Confused whether heat or chill is good for sore muscles' Here’s the answer from the Mayo Clinic Health Letter: to relieve pain associated with sprains and strains, it’s usually best to first apply a cold compress for about 20 minutes at a time every four to six hours over the first few days. One should start using hot compress only after pain and swelling have decreased after that. Chill reduces swelling and inflammation and relieves pain. Heat relaxes tightened and sore muscles and reduces pain. However, the study adds that heat is usually better than cold for chronic pain, such as that from arthritis.

Cannabis’ role

Cannabis-based drugs may treat inflammatory bowel diseases (IBD) and ulcerative colitis, a British study has found. A team from the University of Bath looked into gut samples from healthy people and IBD patients and discovered that the system that responds to cannabis in the brain is functioning in the lining of the gut. According to the study published in Gastroenterology, the lining can help identify drugs for critical bowel disorders.

### INFORMATION PROVIDED
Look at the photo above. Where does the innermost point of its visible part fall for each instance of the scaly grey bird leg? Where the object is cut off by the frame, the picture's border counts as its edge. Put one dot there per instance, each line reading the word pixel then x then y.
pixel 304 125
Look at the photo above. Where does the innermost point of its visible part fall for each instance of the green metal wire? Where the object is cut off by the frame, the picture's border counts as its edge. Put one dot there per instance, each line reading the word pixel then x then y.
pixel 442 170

### AIM OF THE EXERCISE
Continue the health news text about cold and heat for sore muscles and cannabis-based drugs for bowel disease, starting after its last sentence.

### OUTPUT OF THE EXERCISE
Tanning addiction

A new fad is spreading in the West. Despite knowing that excessive exposure to the ultraviolet rays of the sun or a tanning booth increases the risk of skin cancer, people are not being able to resist the lure of that extra tan. Researchers at the University of Texas Medical Branch at Galveston have found that going for repetitive tanning may be a kind of addictive behaviour.

Eating mania

According to a study conducted by researchers from the Cornell University, if you binged for two weeks while on vacation and gained two kilos, it doesn’t necessarily mean you will eat less to shake off the extra weight. On the contrary, binge-eaters continue consuming as much as they do during the overeating period. “Eating behaviour does not normally respond to internal cues, such as physiological mechanisms involved in the regulation of body weight, but to external cues,” a Newswise report quotes David Levitsky, professor of nutritional sciences and of psychology at Cornell, as saying.